* _Text segment_:
[Start of Attachment]
Rust on Embedded Linux
We made the pragmatic decision early on to build our libraries on top of Tokio, which supports common operating systems like Linux, Windows, and MacOS. Although Rust can target bare metal, the async and library ecosystem for no_std is still rapidly evolving.
Embedded Linux
Despite this limitation, our libraries are still great for resource constrained environments by deploying on embedded Linux. Every release of our software includes pre-compiled libraries for popular embedded Linux architectures such as ARMv6/v7 and ARM-64.
These devices have limited RAM and CPU. Running native code is desirable in such environments. Fortunately, Rust has performance on par with C/C++. It is the same type of language from an execution standpoint.
Library Size
Embedded systems usually have less storage than servers and workstations. Flash memory used to be a lot more expensive than it is today, but footprint can still matter. I compiled the C bindings for DNP3 for ARMv6 under various configurations to illustrate some tradeoffs. The binary artifacts we build on release are not optimized for size:
- They include a full TLS stack inside of them by default.
- Debug symbols are not stripped.
- The compiler is configured to optimize for speed, not size.
Size (KB) | Remove TLS | Stripped | Optimize for size |
---|---|---|---|
9260 | |||
6668 | ✓ | ||
3496 | ✓ | ||
2236 | ✓ | ✓ | |
1900 | ✓ | ✓ | ✓ |
The biggest savings comes from stripping debug symbols, followed by removing TLS support. It would be nice in the future to also be able to optionally remove client or server support if only one is needed.
[End of Attachment]
* _Work order 1_: In the rows, substitute "coarse mask" for "rough mask" across the stretch from the start of the rows through the line containing "208L507 206V222L510 225L523", leaving all else unchanged. Return only that stretch and omit the pictures.
The text above and the rows that follow are independent of each other.

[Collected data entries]
[Start of Attachment]
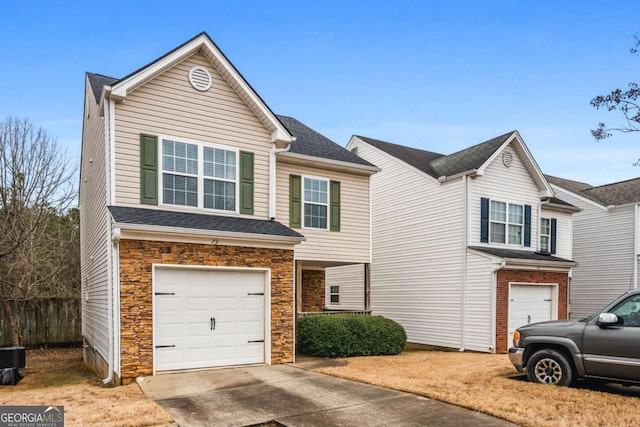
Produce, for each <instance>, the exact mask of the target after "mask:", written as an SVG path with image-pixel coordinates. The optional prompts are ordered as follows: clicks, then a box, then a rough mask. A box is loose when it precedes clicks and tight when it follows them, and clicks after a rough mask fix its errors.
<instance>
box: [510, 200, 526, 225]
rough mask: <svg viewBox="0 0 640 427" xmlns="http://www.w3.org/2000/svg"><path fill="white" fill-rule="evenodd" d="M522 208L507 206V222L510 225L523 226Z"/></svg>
mask: <svg viewBox="0 0 640 427" xmlns="http://www.w3.org/2000/svg"><path fill="white" fill-rule="evenodd" d="M523 212H524V208H523V206H522V205H512V204H509V222H510V223H511V224H524V214H523Z"/></svg>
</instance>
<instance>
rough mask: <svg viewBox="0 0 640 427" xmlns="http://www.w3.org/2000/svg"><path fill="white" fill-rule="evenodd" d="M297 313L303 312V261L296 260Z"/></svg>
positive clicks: (296, 311)
mask: <svg viewBox="0 0 640 427" xmlns="http://www.w3.org/2000/svg"><path fill="white" fill-rule="evenodd" d="M295 269H296V314H300V313H302V261H296V264H295Z"/></svg>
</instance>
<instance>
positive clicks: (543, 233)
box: [540, 218, 551, 252]
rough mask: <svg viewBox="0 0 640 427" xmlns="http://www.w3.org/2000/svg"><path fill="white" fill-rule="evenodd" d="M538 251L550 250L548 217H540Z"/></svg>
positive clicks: (549, 239) (550, 230)
mask: <svg viewBox="0 0 640 427" xmlns="http://www.w3.org/2000/svg"><path fill="white" fill-rule="evenodd" d="M540 252H551V219H550V218H540Z"/></svg>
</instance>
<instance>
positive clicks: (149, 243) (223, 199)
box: [80, 33, 379, 383]
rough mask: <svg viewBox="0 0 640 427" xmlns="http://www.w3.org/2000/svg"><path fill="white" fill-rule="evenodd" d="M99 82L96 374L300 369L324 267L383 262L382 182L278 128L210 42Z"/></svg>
mask: <svg viewBox="0 0 640 427" xmlns="http://www.w3.org/2000/svg"><path fill="white" fill-rule="evenodd" d="M85 84H86V88H85V109H84V120H83V136H82V160H81V177H80V181H81V183H80V184H81V185H80V212H81V253H82V260H81V265H82V320H83V322H82V325H83V326H82V327H83V329H82V333H83V338H84V355H85V361H86V363H87V364H88V365H89V366H90V367H92V369H94V370H95V371H96V372H98V373H99V374H101V375H102V376H104V381H105V382H114V383H118V382H129V381H131V380H132V379H133V378H136V377H138V376H146V375H152V374H155V373H156V372H160V371H172V370H180V369H193V368H208V367H215V366H228V365H240V364H255V363H265V364H272V363H285V362H291V361H293V360H294V355H295V333H294V332H295V331H294V328H295V316H296V312H302V311H309V310H321V309H322V308H323V307H320V305H321V304H316V303H314V301H316V300H317V299H322V298H323V296H324V293H325V290H324V269H325V268H327V267H331V266H337V265H347V264H352V263H365V264H368V263H369V262H370V200H369V192H370V189H369V180H370V176H371V175H372V174H374V173H375V172H376V171H378V170H379V169H378V168H377V167H375V166H373V165H372V164H371V163H369V162H367V161H365V160H363V159H362V158H360V157H358V156H357V155H355V154H353V153H351V152H349V151H347V150H345V149H344V148H342V147H340V146H338V145H337V144H335V143H333V142H332V141H330V140H329V139H327V138H325V137H323V136H322V135H320V134H318V133H317V132H315V131H313V130H312V129H310V128H308V127H307V126H305V125H304V124H302V123H300V122H299V121H297V120H295V119H293V118H290V117H284V116H277V115H275V114H274V113H273V112H272V111H271V109H270V108H269V107H268V106H267V105H266V104H265V102H264V101H263V100H262V98H260V96H258V94H257V93H256V92H255V91H254V90H253V88H252V87H251V86H250V85H249V84H248V83H247V82H246V81H245V79H244V78H243V77H242V75H241V74H240V73H239V72H238V70H237V69H236V68H235V67H234V66H233V65H232V63H231V62H230V61H229V60H228V59H227V57H226V56H225V55H224V54H223V53H222V52H221V51H220V49H219V48H218V47H217V46H216V45H215V44H214V43H213V41H212V40H211V39H210V38H209V36H208V35H207V34H205V33H201V34H199V35H197V36H196V37H194V38H193V39H191V40H189V41H187V42H186V43H184V44H182V45H180V46H178V47H176V48H175V49H173V50H171V51H170V52H168V53H167V54H166V55H164V56H162V57H160V58H158V59H157V60H155V61H153V62H151V63H150V64H148V65H145V66H143V67H142V68H140V69H138V70H136V71H134V72H132V73H131V74H129V75H127V76H125V77H123V78H112V77H107V76H104V75H99V74H92V73H87V75H86V82H85ZM306 291H308V292H307V294H308V295H307V297H306V298H305V292H306Z"/></svg>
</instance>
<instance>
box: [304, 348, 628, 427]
mask: <svg viewBox="0 0 640 427" xmlns="http://www.w3.org/2000/svg"><path fill="white" fill-rule="evenodd" d="M340 361H341V362H344V365H342V366H332V367H323V368H318V369H315V370H316V371H318V372H322V373H325V374H330V375H334V376H337V377H341V378H346V379H350V380H356V381H361V382H365V383H369V384H375V385H379V386H383V387H388V388H392V389H395V390H401V391H406V392H410V393H414V394H418V395H421V396H425V397H430V398H433V399H437V400H440V401H443V402H448V403H452V404H454V405H458V406H462V407H465V408H469V409H473V410H476V411H480V412H483V413H486V414H489V415H493V416H496V417H499V418H502V419H505V420H508V421H511V422H514V423H517V424H520V425H524V426H550V427H551V426H554V427H555V426H578V425H580V426H585V425H594V426H597V425H637V424H638V422H639V421H640V416H639V415H638V414H640V398H639V397H640V392H638V391H637V390H638V388H632V389H622V388H620V390H621V392H616V391H615V390H616V389H615V388H612V389H611V391H613V393H611V392H603V391H598V390H599V388H597V387H596V388H595V389H594V388H593V387H589V388H585V387H584V386H585V384H583V385H582V386H579V387H578V388H567V387H552V386H546V385H541V384H532V383H529V382H526V381H518V380H516V379H518V378H521V376H520V377H518V376H516V375H514V373H515V370H514V368H513V366H512V365H511V363H510V362H509V359H508V357H507V356H506V355H501V354H498V355H495V354H481V353H452V352H439V351H406V352H404V353H402V354H400V355H398V356H373V357H354V358H349V359H340ZM514 378H515V379H514ZM625 390H626V392H625ZM636 393H637V394H636Z"/></svg>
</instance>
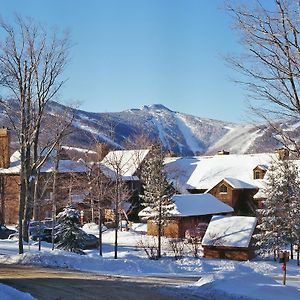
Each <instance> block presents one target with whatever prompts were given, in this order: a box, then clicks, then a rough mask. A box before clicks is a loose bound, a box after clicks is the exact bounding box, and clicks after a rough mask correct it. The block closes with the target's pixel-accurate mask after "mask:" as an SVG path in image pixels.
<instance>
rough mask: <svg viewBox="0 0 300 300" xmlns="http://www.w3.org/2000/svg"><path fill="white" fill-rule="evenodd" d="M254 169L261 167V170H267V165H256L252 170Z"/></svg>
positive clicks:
[End of Attachment]
* _Work order 2_: From the text on Rust for embedded Linux, extract the stretch from "Size (KB) |" through "one is needed." verbatim.

* _Task response 1_:
Produce, for each <instance>, the exact mask of the target after "mask:", written as an SVG path with image-pixel coordinates. The optional prompts are ordered as follows: clicks, then a box, then a coarse mask. A box is loose when it precedes clicks and tight when it follows them, and clicks after a coarse mask fix its errors.
<instance>
box: [510, 200, 526, 225]
coarse mask: <svg viewBox="0 0 640 427" xmlns="http://www.w3.org/2000/svg"><path fill="white" fill-rule="evenodd" d="M522 208L507 206V222L510 225L523 226Z"/></svg>

* _Task response 2_:
Size (KB) | Remove TLS | Stripped | Optimize for size |
---|---|---|---|
9260 | |||
6668 | ✓ | ||
3496 | ✓ | ||
2236 | ✓ | ✓ | |
1900 | ✓ | ✓ | ✓ |
The biggest savings comes from stripping debug symbols, followed by removing TLS support. It would be nice in the future to also be able to optionally remove client or server support if only one is needed.